● GIVEN PROBLEM: Write out all of the records again with "single marker" switched to "single dot" and nothing else altered. Omit the pictures.

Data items
____

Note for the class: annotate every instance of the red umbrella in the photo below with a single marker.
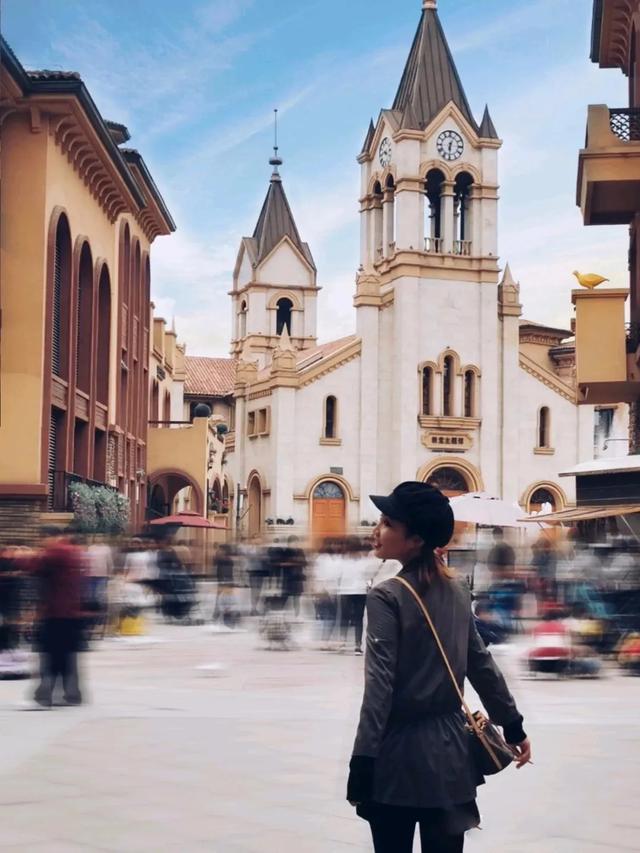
(188, 519)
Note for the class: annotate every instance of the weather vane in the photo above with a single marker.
(276, 160)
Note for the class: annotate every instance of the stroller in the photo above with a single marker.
(275, 624)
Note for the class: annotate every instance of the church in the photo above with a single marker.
(443, 381)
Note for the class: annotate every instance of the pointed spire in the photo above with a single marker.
(430, 79)
(367, 140)
(410, 120)
(509, 295)
(487, 127)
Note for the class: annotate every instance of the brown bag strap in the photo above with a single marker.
(469, 714)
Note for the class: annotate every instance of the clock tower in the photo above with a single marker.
(427, 285)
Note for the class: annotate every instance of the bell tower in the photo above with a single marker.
(429, 187)
(274, 281)
(427, 285)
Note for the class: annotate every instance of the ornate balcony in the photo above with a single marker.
(606, 349)
(609, 166)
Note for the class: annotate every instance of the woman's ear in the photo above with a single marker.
(418, 540)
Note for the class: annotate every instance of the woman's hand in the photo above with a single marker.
(522, 753)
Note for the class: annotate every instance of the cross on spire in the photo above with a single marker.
(276, 160)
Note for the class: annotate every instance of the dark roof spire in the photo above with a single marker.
(367, 140)
(430, 79)
(487, 127)
(276, 220)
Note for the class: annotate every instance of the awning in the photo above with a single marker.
(585, 513)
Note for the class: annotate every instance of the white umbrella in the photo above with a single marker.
(482, 508)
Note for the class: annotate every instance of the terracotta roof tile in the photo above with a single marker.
(214, 377)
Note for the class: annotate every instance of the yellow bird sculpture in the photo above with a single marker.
(589, 279)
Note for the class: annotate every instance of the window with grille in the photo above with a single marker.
(447, 387)
(427, 390)
(544, 422)
(469, 394)
(330, 412)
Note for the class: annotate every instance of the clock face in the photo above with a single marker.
(384, 152)
(450, 145)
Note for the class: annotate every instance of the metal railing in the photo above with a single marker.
(462, 247)
(632, 337)
(625, 123)
(62, 482)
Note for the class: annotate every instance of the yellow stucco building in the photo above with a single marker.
(80, 211)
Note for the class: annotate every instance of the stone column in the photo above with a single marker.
(365, 232)
(387, 223)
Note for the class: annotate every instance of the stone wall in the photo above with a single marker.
(20, 521)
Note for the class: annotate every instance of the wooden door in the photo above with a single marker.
(328, 511)
(255, 507)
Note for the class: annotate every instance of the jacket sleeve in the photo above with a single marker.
(380, 670)
(488, 682)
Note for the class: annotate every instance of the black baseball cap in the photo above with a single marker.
(423, 508)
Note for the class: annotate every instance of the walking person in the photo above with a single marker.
(412, 761)
(356, 576)
(61, 574)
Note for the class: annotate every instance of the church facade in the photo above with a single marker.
(443, 380)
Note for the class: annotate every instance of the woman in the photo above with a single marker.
(411, 761)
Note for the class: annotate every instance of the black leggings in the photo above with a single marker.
(394, 834)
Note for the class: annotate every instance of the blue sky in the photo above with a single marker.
(196, 81)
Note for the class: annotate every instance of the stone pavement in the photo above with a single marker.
(174, 753)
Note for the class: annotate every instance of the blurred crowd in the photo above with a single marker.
(577, 603)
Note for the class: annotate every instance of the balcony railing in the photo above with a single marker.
(625, 123)
(433, 245)
(462, 247)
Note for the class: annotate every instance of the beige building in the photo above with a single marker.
(186, 455)
(80, 211)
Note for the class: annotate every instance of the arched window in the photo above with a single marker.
(540, 497)
(378, 237)
(242, 320)
(544, 427)
(328, 490)
(84, 320)
(448, 384)
(433, 225)
(104, 334)
(427, 390)
(283, 315)
(449, 480)
(330, 417)
(462, 214)
(469, 394)
(61, 300)
(388, 217)
(154, 405)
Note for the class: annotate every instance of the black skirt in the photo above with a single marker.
(453, 821)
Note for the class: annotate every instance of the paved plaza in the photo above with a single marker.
(201, 741)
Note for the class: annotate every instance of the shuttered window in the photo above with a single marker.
(53, 451)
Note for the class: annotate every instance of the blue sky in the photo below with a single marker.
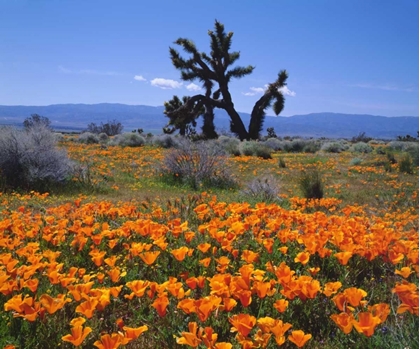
(356, 57)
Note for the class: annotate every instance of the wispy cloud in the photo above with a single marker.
(165, 84)
(87, 71)
(193, 87)
(254, 91)
(259, 91)
(285, 90)
(384, 87)
(139, 78)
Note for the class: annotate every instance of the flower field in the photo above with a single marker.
(139, 263)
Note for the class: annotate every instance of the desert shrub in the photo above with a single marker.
(252, 148)
(361, 137)
(405, 165)
(402, 146)
(262, 189)
(297, 145)
(376, 141)
(128, 140)
(282, 163)
(37, 120)
(361, 147)
(311, 146)
(380, 150)
(111, 128)
(311, 186)
(355, 161)
(335, 147)
(29, 159)
(274, 143)
(103, 137)
(230, 145)
(198, 164)
(88, 138)
(165, 141)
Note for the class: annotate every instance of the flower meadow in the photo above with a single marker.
(206, 269)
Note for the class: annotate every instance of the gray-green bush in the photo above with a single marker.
(30, 159)
(88, 138)
(128, 139)
(262, 189)
(198, 164)
(311, 186)
(361, 147)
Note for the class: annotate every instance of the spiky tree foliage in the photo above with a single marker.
(181, 118)
(272, 93)
(214, 72)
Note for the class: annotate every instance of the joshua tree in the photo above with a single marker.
(212, 71)
(181, 119)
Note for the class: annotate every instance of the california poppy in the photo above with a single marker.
(299, 338)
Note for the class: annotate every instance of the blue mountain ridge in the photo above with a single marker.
(76, 117)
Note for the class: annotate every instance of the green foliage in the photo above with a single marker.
(128, 140)
(335, 147)
(212, 70)
(282, 163)
(37, 120)
(311, 185)
(111, 128)
(361, 147)
(30, 159)
(405, 165)
(198, 165)
(262, 189)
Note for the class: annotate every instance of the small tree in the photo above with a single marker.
(111, 128)
(36, 120)
(214, 73)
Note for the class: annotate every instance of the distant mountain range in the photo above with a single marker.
(76, 117)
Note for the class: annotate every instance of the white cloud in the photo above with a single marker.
(285, 90)
(139, 78)
(87, 71)
(193, 87)
(165, 84)
(254, 91)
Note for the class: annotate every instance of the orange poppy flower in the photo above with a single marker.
(107, 341)
(343, 257)
(344, 321)
(53, 304)
(160, 304)
(180, 253)
(229, 304)
(299, 338)
(249, 256)
(404, 272)
(204, 247)
(242, 323)
(331, 288)
(303, 257)
(190, 338)
(208, 337)
(87, 308)
(380, 310)
(149, 257)
(354, 295)
(366, 324)
(132, 333)
(281, 305)
(204, 306)
(77, 336)
(223, 345)
(138, 287)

____

● TASK SOLUTION:
Note for the class: annotate every instance of the red umbrella in the photo below with a single dot.
(188, 519)
Note for the class: annotate every instance of the weather vane in the photo above with a single dot.
(276, 160)
Note for the class: annotate every instance of the stroller in the photo above with a single dot.
(275, 624)
Note for the class: annotate every instance of the church in the photo above with a single dot.
(443, 381)
Note for the class: annotate every instance of the pointed spire in the photo above with a single dot.
(430, 79)
(367, 140)
(410, 120)
(509, 295)
(487, 127)
Note for the class: annotate every instance of the brown bag strap in the photo above with a single dot.
(469, 714)
Note for the class: annotate every instance of the clock tower in the photo above with a single dot.
(427, 285)
Note for the class: annotate every instance of the bell tower in the photo above with a single dot.
(429, 187)
(274, 281)
(427, 285)
Note for the class: annotate every instance of the ornate balcony in the photo above with a single dot.
(606, 349)
(609, 166)
Note for the class: annotate every instance of the woman's ear in the photo above with a single dot.
(418, 540)
Note for the class: annotate every instance of the woman's hand in the photo above with a single dot.
(522, 753)
Note for the class: annotate every instance of the cross on spire in the photo above with a single dot.
(276, 160)
Note for the class: annotate every instance of the dark roof spire in the photo above with a single dot.
(367, 140)
(430, 79)
(487, 127)
(276, 220)
Note for the class: annotate every instance of the awning in the photo above with a single dot.
(585, 513)
Note for the class: annotate every instance of the white umbrella in the photo above with a single dot.
(482, 508)
Note for the class: annotate every instance of the terracotta roof tile in the photo above with a single dot.
(214, 377)
Note for the class: annotate every instance of the yellow bird sculpture in the photo above with a single dot.
(589, 279)
Note for the class: annotate every instance of the window with grille in the photo above with a single dot.
(447, 387)
(427, 390)
(544, 422)
(469, 394)
(330, 412)
Note for the class: annotate every instance of the clock face in the photo above with a single dot.
(384, 152)
(450, 145)
Note for the class: annotate every instance of the metal railing in the photo above with a single dot.
(462, 247)
(632, 337)
(625, 123)
(62, 482)
Note for the class: annotate every instance of the yellow stucco building in the photo above with a single dot.
(80, 211)
Note for the class: annotate every instance of the stone column in the photo above with a single dot.
(365, 232)
(387, 223)
Note for the class: annotate every instance of the stone wall in the photo above with a single dot.
(20, 521)
Note for the class: annotate every instance of the wooden door in the photo above with a single dot.
(328, 511)
(255, 507)
Note for the class: annotate every instance of the jacket sleeve in the photo above with a single dot.
(380, 670)
(488, 682)
Note for the class: annotate every instance of the black baseball cap in the photo above with a single dot.
(423, 508)
Note for the class: annotate every instance of the walking person in the photo above with a single dot.
(412, 761)
(356, 576)
(61, 574)
Note for the class: annotate every instance of the church facade in the photo above with a single dot.
(443, 380)
Note for the class: annotate every instance of the woman in the photo above with a single dot.
(411, 761)
Note for the class: annotate every instance of the black leggings in the photo above with a single dot.
(394, 834)
Note for the class: annotate every instance of the blue sky in the photo above with a single dot.
(196, 81)
Note for the class: annotate every instance of the stone pavement in the photo above with a single dot.
(174, 753)
Note for the class: annotate every instance of the blurred crowd in the photo above with a single dot.
(577, 603)
Note for the class: annotate every instance of the balcony railing in the photo above with a single dot.
(625, 123)
(433, 245)
(462, 247)
Note for the class: annotate every instance of the beige building in the photo above with a single dot.
(186, 455)
(80, 211)
Note for the class: annotate every instance of the arched window in the photo above with a single dot.
(540, 497)
(378, 237)
(242, 320)
(544, 427)
(328, 490)
(84, 320)
(448, 384)
(433, 225)
(104, 334)
(427, 390)
(283, 315)
(449, 480)
(330, 417)
(462, 214)
(469, 394)
(61, 300)
(388, 217)
(154, 405)
Note for the class: annotate every instance of the black skirt in the photo above with a single dot.
(453, 821)
Note for the class: annotate every instance of the paved plaza in the photo above with a single dot.
(201, 741)
Note for the class: annotate every instance of the shuttered window in the photo above with a single dot.
(53, 451)
Note for the class: annotate every instance of the blue sky in the photo below with a single dot.
(356, 57)
Note for the class: annotate every instance of the wispy cloud in the photo above with a single dot.
(165, 84)
(87, 71)
(193, 87)
(254, 91)
(259, 91)
(285, 90)
(384, 87)
(139, 78)
Note for the class: annotate every instance of the flower field in the photo above with a single dot.
(139, 263)
Note for the class: annotate every instance of the desert shrub in the photo above with a single dot.
(252, 148)
(361, 137)
(405, 165)
(402, 146)
(262, 189)
(297, 145)
(376, 141)
(128, 140)
(282, 163)
(37, 120)
(361, 147)
(311, 146)
(380, 150)
(111, 128)
(311, 186)
(355, 161)
(335, 147)
(29, 159)
(274, 143)
(103, 137)
(230, 145)
(198, 164)
(88, 138)
(165, 141)
Note for the class: annotate every instance of the flower meadow in the photo above with a single dot.
(206, 269)
Note for the class: annotate every instance of the gray-green bush in the photo above with a single dot.
(30, 159)
(88, 138)
(128, 139)
(262, 189)
(198, 164)
(311, 186)
(361, 147)
Note for the class: annotate every instance of the spiky tree foliage in the photo above with a single dot.
(181, 118)
(272, 93)
(214, 72)
Note for the class: annotate every instance of the joshua tree in the photo above with a single dot.
(212, 71)
(181, 119)
Note for the class: annotate every instance of the california poppy in the photo above with a single dot.
(299, 338)
Note for the class: annotate every instance of the blue mountain ridge in the photo above with a single dot.
(76, 117)
Note for the class: annotate every instance of the green foliage in the photo above with a single dot.
(128, 140)
(335, 147)
(212, 70)
(282, 163)
(37, 120)
(311, 185)
(111, 128)
(361, 147)
(30, 159)
(405, 165)
(198, 165)
(262, 189)
Note for the class: annotate every instance of the small tree in the photo above with a single dot.
(111, 128)
(36, 120)
(214, 73)
Note for the class: annotate every instance of the distant mountain range in the photo above with a single dot.
(76, 117)
Note for the class: annotate every instance of the white cloud in the photo above with a single dot.
(285, 90)
(139, 78)
(87, 71)
(193, 87)
(165, 84)
(254, 91)
Note for the class: annotate every instance of the orange poppy flower in the photo above with a single dot.
(107, 341)
(343, 257)
(344, 321)
(53, 304)
(160, 304)
(180, 253)
(229, 304)
(299, 338)
(249, 256)
(404, 272)
(204, 247)
(242, 323)
(331, 288)
(303, 257)
(190, 338)
(208, 337)
(87, 308)
(380, 310)
(149, 257)
(354, 295)
(366, 324)
(132, 333)
(281, 305)
(204, 306)
(77, 336)
(223, 345)
(138, 287)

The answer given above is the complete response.